Passage provided »
....................
I’m getting ahead of myself. Let me start over…

The day I found out that I was pregnant, it was 2008 and I was getting ready to go to work. I remember that I was wearing a bright yellow and white floral dress topped with a white cropped cardigan. After work, I was going to see the new Sex and the City movie with my girlfriends. Knowing that there would probably be a Cosmo or two in my future, I added, “take a pregnancy test” to my morning routine. I wanted to check that it would be safe to drink an adult beverage. Call it intuition. (I’m a Charlotte, by the way.)

As soon as I see that pink plus sign, I jumped on my sleeping husband waving around the pee stick and screaming, “I’m pregnant!” We had officially started trying for a baby six months prior and I figured that after years of birth control pills it would have taken longer than it did, but there we were, pregnant. I was going to be drinking water at the movies.

My pregnancy was uneventful, save for the fact that I developed gestational diabetes. I pretty much figured that this would be the case due to many factors, my age, weight, and genetics. I ended up being prescribed medication to help control that aspect.

I was 35 when I was going to deliver. Because I was considered a high-risk pregnancy, my doctor scheduled a time for me to come in to induce labor with Pitocin.

On Friday, January 30, 2009, I spent the day going through labor. The doctor came in periodically to check how far along I was. Near the end of the day, the doctor explained that my baby was “sunny side up” otherwise known medically as occiput posterior or OP position. She tried reaching in and manipulating the position, but my stubborn baby was not having it, and her heartrate would drop.

After discussing with my doctor, I opted for a caesarian section to avoid stressing the baby out any more than was necessary. After a quick prep for surgery, I was whisked away to give birth. It seemed like it took only a few minutes and before I knew it, my daughter, Olivia, was born at 8:50pm.
....................
Exercises to complete »
**A.** In the birth story, what time was Olivia born?
**B.** Carry the birth story forward from its last sentence.
The records come from a separate source and have no connection to the birth story.
....................
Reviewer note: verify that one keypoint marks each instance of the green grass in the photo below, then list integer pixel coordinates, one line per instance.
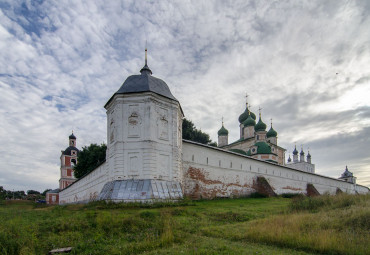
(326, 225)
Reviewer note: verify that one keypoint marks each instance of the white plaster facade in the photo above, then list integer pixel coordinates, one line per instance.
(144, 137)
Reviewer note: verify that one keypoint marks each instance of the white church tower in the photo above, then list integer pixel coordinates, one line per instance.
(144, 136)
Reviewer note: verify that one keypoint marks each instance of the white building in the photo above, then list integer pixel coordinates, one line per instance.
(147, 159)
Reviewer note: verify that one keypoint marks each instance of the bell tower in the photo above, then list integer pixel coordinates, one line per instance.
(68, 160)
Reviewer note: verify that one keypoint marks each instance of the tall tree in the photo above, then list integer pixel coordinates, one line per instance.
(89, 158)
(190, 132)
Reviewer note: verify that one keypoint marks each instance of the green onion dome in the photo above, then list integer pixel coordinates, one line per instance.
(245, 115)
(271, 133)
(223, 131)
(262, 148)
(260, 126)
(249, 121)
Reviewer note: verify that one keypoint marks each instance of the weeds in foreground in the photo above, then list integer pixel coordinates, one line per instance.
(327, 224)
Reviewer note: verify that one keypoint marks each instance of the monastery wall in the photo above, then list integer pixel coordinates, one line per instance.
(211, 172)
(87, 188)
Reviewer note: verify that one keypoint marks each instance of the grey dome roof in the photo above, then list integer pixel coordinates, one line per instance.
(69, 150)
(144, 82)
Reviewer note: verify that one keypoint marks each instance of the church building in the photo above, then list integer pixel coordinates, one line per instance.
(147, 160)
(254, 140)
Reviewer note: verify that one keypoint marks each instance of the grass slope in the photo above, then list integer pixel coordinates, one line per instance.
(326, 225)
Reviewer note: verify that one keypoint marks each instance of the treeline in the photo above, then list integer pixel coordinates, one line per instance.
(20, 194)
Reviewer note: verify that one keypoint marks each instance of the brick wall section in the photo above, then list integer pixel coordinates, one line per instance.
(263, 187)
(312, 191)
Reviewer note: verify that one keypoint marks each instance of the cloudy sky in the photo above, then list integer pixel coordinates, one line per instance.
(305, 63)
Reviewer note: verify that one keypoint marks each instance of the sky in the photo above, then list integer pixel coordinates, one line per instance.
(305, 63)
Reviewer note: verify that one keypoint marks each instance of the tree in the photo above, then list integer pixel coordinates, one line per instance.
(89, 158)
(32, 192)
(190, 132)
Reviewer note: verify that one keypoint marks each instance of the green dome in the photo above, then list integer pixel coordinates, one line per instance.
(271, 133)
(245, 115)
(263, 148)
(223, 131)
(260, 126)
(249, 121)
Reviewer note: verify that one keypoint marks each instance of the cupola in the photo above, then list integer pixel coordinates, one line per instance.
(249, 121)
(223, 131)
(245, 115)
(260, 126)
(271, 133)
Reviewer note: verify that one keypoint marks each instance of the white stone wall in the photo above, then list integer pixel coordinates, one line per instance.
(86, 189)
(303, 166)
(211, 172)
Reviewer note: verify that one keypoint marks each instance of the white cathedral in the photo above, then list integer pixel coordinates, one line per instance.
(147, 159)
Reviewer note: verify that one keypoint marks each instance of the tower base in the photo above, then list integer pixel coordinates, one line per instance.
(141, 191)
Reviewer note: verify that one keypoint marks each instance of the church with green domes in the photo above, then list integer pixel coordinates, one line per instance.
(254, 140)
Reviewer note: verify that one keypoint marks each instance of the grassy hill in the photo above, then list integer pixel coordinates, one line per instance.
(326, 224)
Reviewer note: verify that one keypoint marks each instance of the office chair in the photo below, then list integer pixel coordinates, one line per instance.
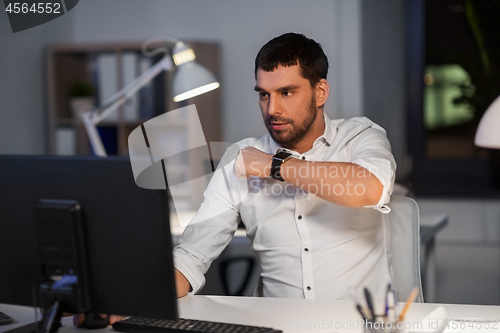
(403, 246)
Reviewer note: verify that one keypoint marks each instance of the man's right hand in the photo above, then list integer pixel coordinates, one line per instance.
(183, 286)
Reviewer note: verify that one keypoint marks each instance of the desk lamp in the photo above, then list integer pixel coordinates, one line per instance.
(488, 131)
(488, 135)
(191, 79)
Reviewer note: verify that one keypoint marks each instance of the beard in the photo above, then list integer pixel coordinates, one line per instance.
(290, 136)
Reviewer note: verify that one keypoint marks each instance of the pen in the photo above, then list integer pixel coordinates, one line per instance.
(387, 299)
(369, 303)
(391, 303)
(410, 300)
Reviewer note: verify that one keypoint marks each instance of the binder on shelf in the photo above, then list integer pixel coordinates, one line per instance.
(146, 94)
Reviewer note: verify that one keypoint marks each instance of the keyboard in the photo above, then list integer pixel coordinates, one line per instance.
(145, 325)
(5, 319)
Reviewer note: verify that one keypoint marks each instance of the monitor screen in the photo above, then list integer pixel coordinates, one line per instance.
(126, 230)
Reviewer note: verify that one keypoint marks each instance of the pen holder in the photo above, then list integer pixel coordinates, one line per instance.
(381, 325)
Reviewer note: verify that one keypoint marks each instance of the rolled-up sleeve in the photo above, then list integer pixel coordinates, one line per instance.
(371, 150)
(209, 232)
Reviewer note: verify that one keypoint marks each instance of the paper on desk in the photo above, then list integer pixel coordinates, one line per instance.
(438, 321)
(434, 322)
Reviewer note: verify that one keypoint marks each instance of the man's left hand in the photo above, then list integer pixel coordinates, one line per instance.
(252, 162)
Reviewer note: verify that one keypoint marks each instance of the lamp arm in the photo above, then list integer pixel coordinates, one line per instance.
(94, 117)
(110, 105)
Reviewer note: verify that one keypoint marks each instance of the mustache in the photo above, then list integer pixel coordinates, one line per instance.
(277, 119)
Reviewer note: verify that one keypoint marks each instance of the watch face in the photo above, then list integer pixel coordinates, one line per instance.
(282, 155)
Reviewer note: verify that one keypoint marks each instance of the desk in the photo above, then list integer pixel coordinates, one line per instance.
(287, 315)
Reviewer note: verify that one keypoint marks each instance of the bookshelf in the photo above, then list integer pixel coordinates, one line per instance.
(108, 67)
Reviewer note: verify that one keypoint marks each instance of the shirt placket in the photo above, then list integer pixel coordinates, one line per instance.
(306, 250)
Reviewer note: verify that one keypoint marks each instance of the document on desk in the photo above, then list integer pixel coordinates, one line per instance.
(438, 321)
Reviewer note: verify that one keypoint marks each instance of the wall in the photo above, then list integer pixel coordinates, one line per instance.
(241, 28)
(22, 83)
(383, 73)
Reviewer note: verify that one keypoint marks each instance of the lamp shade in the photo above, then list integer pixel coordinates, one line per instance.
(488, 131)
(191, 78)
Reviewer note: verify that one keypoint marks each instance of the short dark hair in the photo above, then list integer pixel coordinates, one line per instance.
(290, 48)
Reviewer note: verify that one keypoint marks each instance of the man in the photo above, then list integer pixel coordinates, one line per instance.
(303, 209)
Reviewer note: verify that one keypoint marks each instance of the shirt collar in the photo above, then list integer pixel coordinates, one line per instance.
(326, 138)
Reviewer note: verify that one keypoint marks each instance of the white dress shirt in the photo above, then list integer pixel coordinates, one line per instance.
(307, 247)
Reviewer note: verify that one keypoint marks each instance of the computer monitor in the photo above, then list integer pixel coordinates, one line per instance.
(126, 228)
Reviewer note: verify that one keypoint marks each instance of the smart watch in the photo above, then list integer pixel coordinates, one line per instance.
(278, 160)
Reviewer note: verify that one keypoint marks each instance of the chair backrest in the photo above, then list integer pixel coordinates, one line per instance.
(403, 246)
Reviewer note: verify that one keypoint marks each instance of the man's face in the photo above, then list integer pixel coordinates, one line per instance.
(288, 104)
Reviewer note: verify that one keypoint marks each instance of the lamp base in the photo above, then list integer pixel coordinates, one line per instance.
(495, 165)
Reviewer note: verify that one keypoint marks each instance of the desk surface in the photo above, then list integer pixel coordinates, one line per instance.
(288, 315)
....................
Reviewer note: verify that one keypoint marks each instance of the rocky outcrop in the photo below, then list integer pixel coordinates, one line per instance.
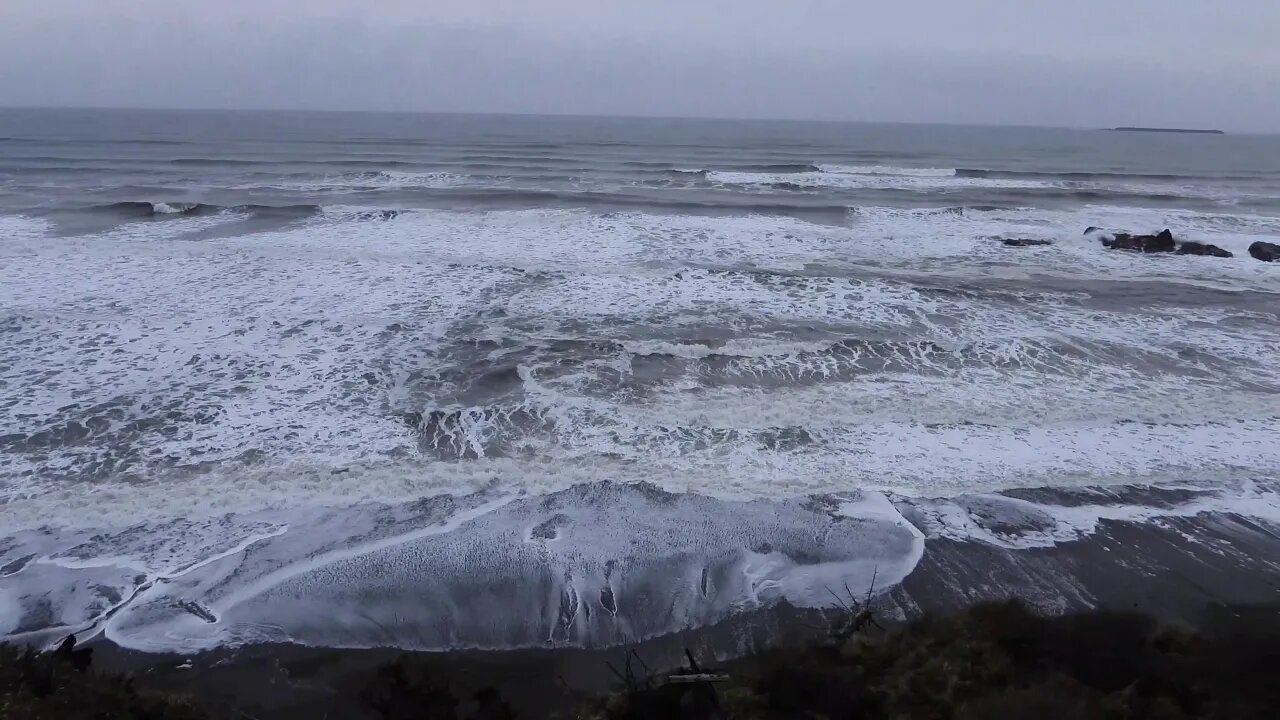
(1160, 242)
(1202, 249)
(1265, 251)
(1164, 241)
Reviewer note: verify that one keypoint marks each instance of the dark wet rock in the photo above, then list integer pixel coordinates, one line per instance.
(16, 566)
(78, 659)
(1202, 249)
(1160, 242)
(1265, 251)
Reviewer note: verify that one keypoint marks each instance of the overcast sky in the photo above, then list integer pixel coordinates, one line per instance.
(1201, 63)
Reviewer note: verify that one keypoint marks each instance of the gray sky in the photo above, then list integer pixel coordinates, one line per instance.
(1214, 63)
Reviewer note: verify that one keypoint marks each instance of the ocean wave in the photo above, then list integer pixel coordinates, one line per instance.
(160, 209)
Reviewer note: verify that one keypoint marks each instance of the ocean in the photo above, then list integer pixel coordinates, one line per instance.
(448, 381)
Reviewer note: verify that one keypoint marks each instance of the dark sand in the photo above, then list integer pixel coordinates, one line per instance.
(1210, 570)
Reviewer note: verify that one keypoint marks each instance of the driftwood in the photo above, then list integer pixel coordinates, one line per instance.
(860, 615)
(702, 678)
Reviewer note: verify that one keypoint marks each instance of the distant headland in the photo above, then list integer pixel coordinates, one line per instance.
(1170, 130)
....................
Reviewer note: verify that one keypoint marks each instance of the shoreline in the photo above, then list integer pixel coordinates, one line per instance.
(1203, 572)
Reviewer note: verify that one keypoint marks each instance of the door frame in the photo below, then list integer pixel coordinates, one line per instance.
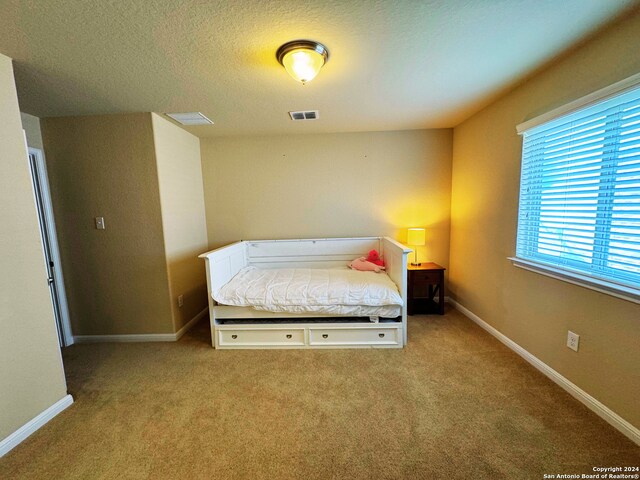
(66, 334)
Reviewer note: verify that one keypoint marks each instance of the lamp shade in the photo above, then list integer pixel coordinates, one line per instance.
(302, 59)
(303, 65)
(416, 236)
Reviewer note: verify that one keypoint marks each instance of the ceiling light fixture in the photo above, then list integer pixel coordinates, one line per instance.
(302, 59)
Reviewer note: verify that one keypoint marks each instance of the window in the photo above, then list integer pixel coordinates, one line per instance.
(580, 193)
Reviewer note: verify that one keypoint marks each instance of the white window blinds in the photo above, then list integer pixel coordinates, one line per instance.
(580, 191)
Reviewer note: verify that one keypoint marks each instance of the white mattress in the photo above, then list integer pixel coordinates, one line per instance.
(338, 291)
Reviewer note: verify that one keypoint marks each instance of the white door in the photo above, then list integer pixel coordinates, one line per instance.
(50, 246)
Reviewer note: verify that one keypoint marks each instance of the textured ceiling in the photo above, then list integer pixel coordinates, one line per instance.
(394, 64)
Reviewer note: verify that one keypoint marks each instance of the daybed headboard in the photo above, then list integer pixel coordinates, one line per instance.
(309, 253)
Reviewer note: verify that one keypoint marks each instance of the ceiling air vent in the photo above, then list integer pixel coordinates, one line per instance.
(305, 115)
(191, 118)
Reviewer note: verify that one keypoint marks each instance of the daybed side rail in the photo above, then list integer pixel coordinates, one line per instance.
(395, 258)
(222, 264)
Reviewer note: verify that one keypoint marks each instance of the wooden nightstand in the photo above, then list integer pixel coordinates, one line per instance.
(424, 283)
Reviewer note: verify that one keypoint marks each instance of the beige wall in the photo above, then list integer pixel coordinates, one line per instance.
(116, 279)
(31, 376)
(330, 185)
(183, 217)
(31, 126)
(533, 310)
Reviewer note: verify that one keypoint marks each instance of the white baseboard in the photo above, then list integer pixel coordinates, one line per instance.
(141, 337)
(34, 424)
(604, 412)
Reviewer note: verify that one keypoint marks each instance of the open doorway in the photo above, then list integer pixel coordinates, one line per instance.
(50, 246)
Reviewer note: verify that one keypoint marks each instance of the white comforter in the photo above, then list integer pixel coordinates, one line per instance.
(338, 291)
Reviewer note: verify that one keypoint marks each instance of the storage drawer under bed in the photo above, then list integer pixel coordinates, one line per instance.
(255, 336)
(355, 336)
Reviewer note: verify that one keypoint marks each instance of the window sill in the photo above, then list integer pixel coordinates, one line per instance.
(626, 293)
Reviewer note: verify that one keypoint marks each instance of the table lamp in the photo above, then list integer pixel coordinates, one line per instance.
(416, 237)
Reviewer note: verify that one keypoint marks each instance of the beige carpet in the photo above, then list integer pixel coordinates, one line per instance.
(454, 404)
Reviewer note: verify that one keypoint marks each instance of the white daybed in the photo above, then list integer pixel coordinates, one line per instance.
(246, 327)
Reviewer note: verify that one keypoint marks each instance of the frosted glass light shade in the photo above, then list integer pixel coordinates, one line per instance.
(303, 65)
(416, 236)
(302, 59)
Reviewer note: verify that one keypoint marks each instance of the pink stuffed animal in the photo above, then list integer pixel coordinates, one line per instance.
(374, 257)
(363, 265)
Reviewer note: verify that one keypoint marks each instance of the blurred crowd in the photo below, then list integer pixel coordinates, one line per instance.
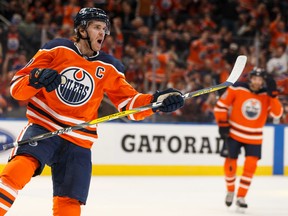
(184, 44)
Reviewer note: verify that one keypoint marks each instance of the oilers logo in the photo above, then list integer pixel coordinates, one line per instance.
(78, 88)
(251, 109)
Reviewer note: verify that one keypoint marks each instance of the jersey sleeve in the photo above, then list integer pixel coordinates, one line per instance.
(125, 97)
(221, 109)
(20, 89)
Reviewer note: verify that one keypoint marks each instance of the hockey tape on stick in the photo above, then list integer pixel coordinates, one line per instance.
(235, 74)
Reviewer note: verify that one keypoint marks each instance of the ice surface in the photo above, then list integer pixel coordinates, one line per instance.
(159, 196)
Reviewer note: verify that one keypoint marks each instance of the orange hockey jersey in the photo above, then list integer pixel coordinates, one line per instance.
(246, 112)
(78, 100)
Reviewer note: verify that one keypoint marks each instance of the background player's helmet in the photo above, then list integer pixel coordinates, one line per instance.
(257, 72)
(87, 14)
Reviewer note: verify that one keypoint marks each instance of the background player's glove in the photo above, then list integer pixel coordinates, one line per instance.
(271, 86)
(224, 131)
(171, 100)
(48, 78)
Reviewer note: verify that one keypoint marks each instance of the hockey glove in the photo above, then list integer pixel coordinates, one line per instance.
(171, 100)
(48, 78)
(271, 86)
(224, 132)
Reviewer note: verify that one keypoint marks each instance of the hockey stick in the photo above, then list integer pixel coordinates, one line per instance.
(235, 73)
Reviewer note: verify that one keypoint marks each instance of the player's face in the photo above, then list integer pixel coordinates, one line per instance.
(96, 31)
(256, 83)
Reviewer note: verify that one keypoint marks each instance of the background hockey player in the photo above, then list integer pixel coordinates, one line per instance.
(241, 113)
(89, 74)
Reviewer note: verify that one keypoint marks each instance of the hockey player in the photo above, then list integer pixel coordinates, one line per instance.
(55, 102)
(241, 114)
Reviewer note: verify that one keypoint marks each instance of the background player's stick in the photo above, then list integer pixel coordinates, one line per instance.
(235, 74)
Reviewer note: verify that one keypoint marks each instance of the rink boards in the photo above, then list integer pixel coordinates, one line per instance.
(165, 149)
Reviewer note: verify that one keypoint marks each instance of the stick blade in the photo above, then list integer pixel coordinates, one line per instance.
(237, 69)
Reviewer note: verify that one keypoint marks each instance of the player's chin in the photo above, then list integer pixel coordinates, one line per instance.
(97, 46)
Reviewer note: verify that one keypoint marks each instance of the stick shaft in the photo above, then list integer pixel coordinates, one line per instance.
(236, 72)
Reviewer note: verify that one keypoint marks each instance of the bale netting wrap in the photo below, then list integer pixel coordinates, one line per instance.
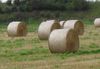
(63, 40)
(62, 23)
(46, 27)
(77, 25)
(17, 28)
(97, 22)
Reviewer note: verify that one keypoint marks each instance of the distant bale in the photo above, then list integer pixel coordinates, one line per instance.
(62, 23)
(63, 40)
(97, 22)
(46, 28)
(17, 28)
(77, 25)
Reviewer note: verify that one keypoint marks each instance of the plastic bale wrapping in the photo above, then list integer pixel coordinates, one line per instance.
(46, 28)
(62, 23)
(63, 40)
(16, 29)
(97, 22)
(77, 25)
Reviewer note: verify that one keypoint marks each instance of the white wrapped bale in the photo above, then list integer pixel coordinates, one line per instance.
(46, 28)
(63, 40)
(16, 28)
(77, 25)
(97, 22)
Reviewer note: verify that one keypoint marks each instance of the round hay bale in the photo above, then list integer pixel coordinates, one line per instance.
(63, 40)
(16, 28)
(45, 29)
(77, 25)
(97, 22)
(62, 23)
....................
Your responses »
**A.** 8:50pm

**B.**
I couldn’t hold her as my arms were strapped down, which I guess is common practice during surgery – no flailing about and keeping a sterile environment. I had to wait for the doctor to close me up. Once I was back to my room, I held her for the first time. It was glorious and she was the most beautiful girl in the world. My family surrounded us and it is something I’ll always treasure, holding her for the first time.

Because I had the C-section, I was in the hospital for four days and Olivia had jaundice and spent the majority of her days in the NICU (Newborn Intensive Care Unit) getting phototherapy. We were both biding our time until we got home. While at the hospital, I found it hard to get comfortable. I was having pain above my left breast, below my shoulder. Nurses told me that it was gas due to the medication and that it would pass. I eventually asked for an antacid as the pain persisted. I figured eventually, I would pass gas and I would finally be done with the pain.

Once the baby and I got our clean bills of health, we set off for home. Forgive my bluntness when I say that I still had not “tooted”. Eventually the pain was so bad that I had to sleep sitting up as lying down made it worse. Weird, I thought, but didn’t think any more about it.

After being home for a day, my husband and I took Olivia to her first pediatrician appointment. On the way home, I mentioned to my husband that this gas, or the lack of passing it, was really starting to take its toll. I called my OBGYN to see if she could prescribe a more powerful antacid as the over-the-counters were not cutting it.

In speaking with the receptionist and explaining my issues, she put me on hold to speak with the doctor. Again, I thought, weird. Why does the doctor have to talk to me about passing gas?

My doctor got on the line and asked me a series of questions – Where is your pain? Can you lie down? Are you having trouble breathing? I answer with, above my left breast, no – lying down is too painful, because when I do, I am having trouble breathing.

She said that I need to get to the emergency room and that she is going to call the hospital regarding my arrival. I’m sorry, what? I was stunned. And yes, after all this, I’m still thinking, “all this for gas?”

She said, “You have a possible pulmonary embolism and I want you to go to the ER to rule it out.”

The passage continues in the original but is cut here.